DATA FOR THIS EXERCISE
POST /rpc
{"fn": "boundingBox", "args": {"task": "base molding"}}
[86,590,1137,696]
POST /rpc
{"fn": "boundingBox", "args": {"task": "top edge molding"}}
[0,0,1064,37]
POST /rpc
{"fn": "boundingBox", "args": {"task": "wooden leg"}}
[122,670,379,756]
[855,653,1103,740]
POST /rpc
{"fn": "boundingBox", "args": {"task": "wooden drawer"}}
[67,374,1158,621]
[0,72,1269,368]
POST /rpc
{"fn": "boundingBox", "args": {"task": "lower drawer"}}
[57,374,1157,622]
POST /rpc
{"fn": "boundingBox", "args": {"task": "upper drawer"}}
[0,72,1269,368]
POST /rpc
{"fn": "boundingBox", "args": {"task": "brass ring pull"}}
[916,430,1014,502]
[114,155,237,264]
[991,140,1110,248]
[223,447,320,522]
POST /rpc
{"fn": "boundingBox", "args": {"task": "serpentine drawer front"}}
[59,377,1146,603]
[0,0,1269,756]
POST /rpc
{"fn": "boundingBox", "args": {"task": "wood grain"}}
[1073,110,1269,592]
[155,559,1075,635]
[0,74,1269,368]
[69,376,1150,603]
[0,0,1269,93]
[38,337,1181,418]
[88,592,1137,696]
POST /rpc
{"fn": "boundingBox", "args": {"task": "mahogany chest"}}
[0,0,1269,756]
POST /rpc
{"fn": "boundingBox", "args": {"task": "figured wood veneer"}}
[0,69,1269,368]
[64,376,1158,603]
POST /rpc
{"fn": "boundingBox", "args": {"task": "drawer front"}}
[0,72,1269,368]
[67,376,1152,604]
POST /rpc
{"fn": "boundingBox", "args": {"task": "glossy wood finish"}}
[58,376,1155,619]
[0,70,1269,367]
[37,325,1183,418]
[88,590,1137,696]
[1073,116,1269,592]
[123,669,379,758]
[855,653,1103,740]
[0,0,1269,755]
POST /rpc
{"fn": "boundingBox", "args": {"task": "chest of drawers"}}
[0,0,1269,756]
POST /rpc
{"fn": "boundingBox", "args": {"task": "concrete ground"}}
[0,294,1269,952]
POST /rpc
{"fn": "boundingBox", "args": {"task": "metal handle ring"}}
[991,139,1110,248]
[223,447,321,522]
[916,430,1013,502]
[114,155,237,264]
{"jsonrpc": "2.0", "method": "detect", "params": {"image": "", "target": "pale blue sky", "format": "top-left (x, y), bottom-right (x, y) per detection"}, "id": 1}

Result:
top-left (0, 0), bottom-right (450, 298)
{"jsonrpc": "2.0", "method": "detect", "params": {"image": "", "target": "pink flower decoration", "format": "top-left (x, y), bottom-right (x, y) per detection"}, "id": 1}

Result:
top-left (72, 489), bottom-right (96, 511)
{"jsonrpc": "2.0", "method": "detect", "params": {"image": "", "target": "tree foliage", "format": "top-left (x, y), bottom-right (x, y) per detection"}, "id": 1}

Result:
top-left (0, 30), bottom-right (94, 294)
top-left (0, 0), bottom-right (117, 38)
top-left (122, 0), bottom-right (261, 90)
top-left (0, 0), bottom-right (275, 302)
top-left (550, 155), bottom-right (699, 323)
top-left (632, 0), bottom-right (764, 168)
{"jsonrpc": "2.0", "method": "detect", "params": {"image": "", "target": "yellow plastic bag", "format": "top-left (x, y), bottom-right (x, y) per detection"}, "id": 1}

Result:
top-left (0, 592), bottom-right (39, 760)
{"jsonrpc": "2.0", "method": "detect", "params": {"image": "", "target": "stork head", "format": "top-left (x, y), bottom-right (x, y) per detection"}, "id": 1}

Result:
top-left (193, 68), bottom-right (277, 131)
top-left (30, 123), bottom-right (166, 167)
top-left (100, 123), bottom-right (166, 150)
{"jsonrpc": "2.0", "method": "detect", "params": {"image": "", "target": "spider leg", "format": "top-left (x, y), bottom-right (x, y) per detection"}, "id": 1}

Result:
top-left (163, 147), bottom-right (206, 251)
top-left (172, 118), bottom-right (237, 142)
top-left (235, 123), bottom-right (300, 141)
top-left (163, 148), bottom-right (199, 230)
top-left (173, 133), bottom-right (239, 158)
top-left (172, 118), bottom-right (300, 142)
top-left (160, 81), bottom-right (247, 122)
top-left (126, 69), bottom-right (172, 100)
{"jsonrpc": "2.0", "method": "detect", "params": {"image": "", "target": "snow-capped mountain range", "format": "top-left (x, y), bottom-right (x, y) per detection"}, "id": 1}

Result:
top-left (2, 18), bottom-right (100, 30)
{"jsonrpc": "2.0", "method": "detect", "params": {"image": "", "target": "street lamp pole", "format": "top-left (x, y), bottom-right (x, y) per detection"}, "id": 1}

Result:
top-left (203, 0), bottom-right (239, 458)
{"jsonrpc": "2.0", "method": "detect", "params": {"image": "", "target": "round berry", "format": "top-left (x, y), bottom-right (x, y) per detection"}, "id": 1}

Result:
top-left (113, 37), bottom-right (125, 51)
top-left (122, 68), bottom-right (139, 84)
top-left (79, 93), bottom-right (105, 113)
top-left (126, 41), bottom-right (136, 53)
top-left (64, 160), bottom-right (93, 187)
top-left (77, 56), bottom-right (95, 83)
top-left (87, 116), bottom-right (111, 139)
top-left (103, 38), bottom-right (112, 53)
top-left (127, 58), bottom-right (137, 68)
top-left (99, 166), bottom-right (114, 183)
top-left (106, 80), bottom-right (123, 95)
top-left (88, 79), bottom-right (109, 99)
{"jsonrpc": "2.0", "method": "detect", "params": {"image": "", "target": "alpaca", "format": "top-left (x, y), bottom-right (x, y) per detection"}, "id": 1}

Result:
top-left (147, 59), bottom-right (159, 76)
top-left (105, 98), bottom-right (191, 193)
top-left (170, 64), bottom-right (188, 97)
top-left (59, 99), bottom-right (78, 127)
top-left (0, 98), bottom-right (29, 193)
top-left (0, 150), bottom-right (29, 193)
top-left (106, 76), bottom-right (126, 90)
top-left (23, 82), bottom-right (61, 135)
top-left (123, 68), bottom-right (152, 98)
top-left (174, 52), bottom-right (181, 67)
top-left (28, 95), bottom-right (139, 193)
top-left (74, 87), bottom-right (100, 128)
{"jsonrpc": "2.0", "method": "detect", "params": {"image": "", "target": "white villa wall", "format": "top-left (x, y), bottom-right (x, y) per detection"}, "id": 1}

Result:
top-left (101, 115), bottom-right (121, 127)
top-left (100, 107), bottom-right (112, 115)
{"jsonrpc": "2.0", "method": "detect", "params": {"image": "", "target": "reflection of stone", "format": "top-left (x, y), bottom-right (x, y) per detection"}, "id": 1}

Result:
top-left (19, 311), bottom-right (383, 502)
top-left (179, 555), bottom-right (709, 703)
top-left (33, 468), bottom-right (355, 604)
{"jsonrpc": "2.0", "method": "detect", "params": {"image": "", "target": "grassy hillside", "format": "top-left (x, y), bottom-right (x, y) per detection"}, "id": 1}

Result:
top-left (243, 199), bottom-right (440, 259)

THE EXERCISE
Swap every "POST /rpc" in the records above for "POST /api/rpc" and give the records again, leaving all else unchanged.

RESULT OF THIS TASK
POST /api/rpc
{"fn": "boundingBox", "args": {"task": "base molding"}}
[86,590,1137,696]
POST /api/rpc
{"fn": "boundingBox", "args": {"task": "top edge molding"}}
[0,0,1064,37]
POST /api/rpc
{"fn": "boundingBox", "args": {"task": "wooden leg"}}
[122,670,379,756]
[855,653,1103,740]
POST /api/rpc
{"fn": "boundingBox", "args": {"task": "wooden drawer"}}
[67,374,1158,621]
[0,72,1269,368]
POST /api/rpc
{"fn": "boundingBox", "args": {"task": "lower drawer"}}
[57,374,1157,622]
POST /api/rpc
{"fn": "boundingBox", "args": {"task": "upper drawer"}}
[0,72,1269,368]
POST /api/rpc
{"fn": "boundingBox", "args": {"task": "brass ring pull"}}
[916,430,1014,502]
[114,155,237,264]
[991,140,1110,248]
[223,447,320,522]
POST /api/rpc
{"fn": "boundingBox", "args": {"task": "serpentine drawer front"}}
[59,377,1146,603]
[0,0,1269,756]
POST /api/rpc
{"fn": "boundingBox", "args": {"task": "wood grain"}}
[1073,110,1269,592]
[155,559,1075,635]
[0,74,1269,368]
[69,376,1150,603]
[0,0,1269,93]
[38,337,1181,418]
[88,592,1137,696]
POST /api/rpc
{"fn": "boundingBox", "args": {"task": "mahogany chest"}}
[0,0,1269,756]
POST /api/rpc
{"fn": "boundingBox", "args": {"task": "figured wood veneer"}}
[0,69,1269,368]
[64,376,1158,603]
POST /api/rpc
{"fn": "boundingBox", "args": {"task": "drawer front"}}
[0,72,1269,368]
[67,376,1152,604]
POST /api/rpc
{"fn": "boundingBox", "args": {"task": "glossy wood finish"}}
[58,376,1155,619]
[0,70,1269,367]
[37,325,1183,418]
[88,590,1137,696]
[1073,116,1269,592]
[123,669,379,758]
[855,653,1103,740]
[0,0,1269,755]
POST /api/rpc
{"fn": "boundingBox", "args": {"task": "chest of drawers"}}
[0,0,1269,756]
POST /api/rpc
{"fn": "boundingBox", "args": {"task": "concrete ground"}}
[0,294,1269,952]
POST /api/rpc
{"fn": "boundingBox", "args": {"task": "metal handle ring"}}
[991,139,1110,248]
[223,447,321,522]
[916,430,1013,502]
[114,155,237,264]
{"jsonrpc": "2.0", "method": "detect", "params": {"image": "", "target": "pale blue sky", "format": "top-left (x, y), bottom-right (x, y) per detection"}, "id": 1}

Result:
top-left (0, 0), bottom-right (450, 298)
{"jsonrpc": "2.0", "method": "detect", "params": {"image": "", "target": "pink flower decoration", "format": "top-left (x, y), bottom-right (x, y) per detection"}, "id": 1}

Result:
top-left (72, 489), bottom-right (96, 511)
{"jsonrpc": "2.0", "method": "detect", "params": {"image": "", "target": "tree foliage", "format": "top-left (x, y), bottom-right (x, y) per detection"}, "id": 1}

Result:
top-left (0, 30), bottom-right (94, 294)
top-left (0, 0), bottom-right (117, 38)
top-left (122, 0), bottom-right (261, 90)
top-left (0, 0), bottom-right (275, 302)
top-left (550, 155), bottom-right (699, 323)
top-left (632, 0), bottom-right (764, 168)
{"jsonrpc": "2.0", "method": "detect", "params": {"image": "", "target": "yellow plastic bag", "format": "top-left (x, y), bottom-right (x, y) per detection"}, "id": 1}

Result:
top-left (0, 592), bottom-right (39, 760)
{"jsonrpc": "2.0", "method": "detect", "params": {"image": "", "target": "stork head", "format": "top-left (x, y), bottom-right (x, y) per detection"}, "id": 1}

Result:
top-left (193, 68), bottom-right (277, 131)
top-left (30, 123), bottom-right (166, 167)
top-left (100, 123), bottom-right (166, 150)
{"jsonrpc": "2.0", "method": "detect", "params": {"image": "", "target": "spider leg", "format": "top-left (x, y), bottom-right (x, y) per detection"}, "id": 1}

Result:
top-left (163, 147), bottom-right (206, 251)
top-left (172, 118), bottom-right (237, 142)
top-left (235, 123), bottom-right (300, 141)
top-left (163, 148), bottom-right (199, 230)
top-left (173, 133), bottom-right (239, 158)
top-left (172, 118), bottom-right (300, 142)
top-left (160, 81), bottom-right (247, 122)
top-left (126, 69), bottom-right (172, 100)
{"jsonrpc": "2.0", "method": "detect", "params": {"image": "", "target": "snow-capped mountain range", "format": "top-left (x, y), bottom-right (x, y) per detection"}, "id": 1}

Result:
top-left (2, 18), bottom-right (100, 30)
{"jsonrpc": "2.0", "method": "detect", "params": {"image": "", "target": "street lamp pole", "format": "top-left (x, y), bottom-right (x, y) per detection"}, "id": 1}

Result:
top-left (203, 0), bottom-right (239, 458)
{"jsonrpc": "2.0", "method": "detect", "params": {"image": "", "target": "round berry", "format": "top-left (x, y), bottom-right (x, y) per detection"}, "id": 1}

Result:
top-left (113, 37), bottom-right (125, 51)
top-left (122, 68), bottom-right (139, 84)
top-left (79, 93), bottom-right (105, 113)
top-left (126, 41), bottom-right (136, 53)
top-left (64, 160), bottom-right (93, 187)
top-left (77, 56), bottom-right (95, 83)
top-left (87, 116), bottom-right (111, 139)
top-left (103, 38), bottom-right (112, 53)
top-left (127, 58), bottom-right (137, 68)
top-left (99, 166), bottom-right (114, 183)
top-left (106, 80), bottom-right (123, 95)
top-left (88, 79), bottom-right (109, 99)
{"jsonrpc": "2.0", "method": "detect", "params": {"image": "", "target": "alpaca", "format": "top-left (x, y), bottom-right (x, y) per detection"}, "id": 1}

Result:
top-left (147, 59), bottom-right (159, 76)
top-left (105, 98), bottom-right (191, 193)
top-left (170, 64), bottom-right (188, 97)
top-left (59, 99), bottom-right (78, 127)
top-left (0, 98), bottom-right (29, 193)
top-left (0, 150), bottom-right (29, 193)
top-left (106, 76), bottom-right (126, 90)
top-left (23, 82), bottom-right (61, 135)
top-left (123, 68), bottom-right (152, 98)
top-left (174, 52), bottom-right (181, 67)
top-left (28, 95), bottom-right (139, 193)
top-left (74, 87), bottom-right (100, 128)
{"jsonrpc": "2.0", "method": "detect", "params": {"image": "", "target": "white villa wall", "format": "top-left (x, y), bottom-right (x, y) per detection"}, "id": 1}

Result:
top-left (101, 115), bottom-right (121, 127)
top-left (100, 107), bottom-right (112, 115)
{"jsonrpc": "2.0", "method": "detect", "params": {"image": "", "target": "reflection of stone", "format": "top-left (x, y), bottom-right (x, y) per detection"}, "id": 1}

Result:
top-left (19, 311), bottom-right (383, 502)
top-left (179, 555), bottom-right (709, 703)
top-left (33, 468), bottom-right (355, 604)
{"jsonrpc": "2.0", "method": "detect", "params": {"image": "", "target": "grassy hillside", "format": "top-left (x, y), bottom-right (x, y) per detection"}, "id": 1}

Result:
top-left (243, 199), bottom-right (440, 259)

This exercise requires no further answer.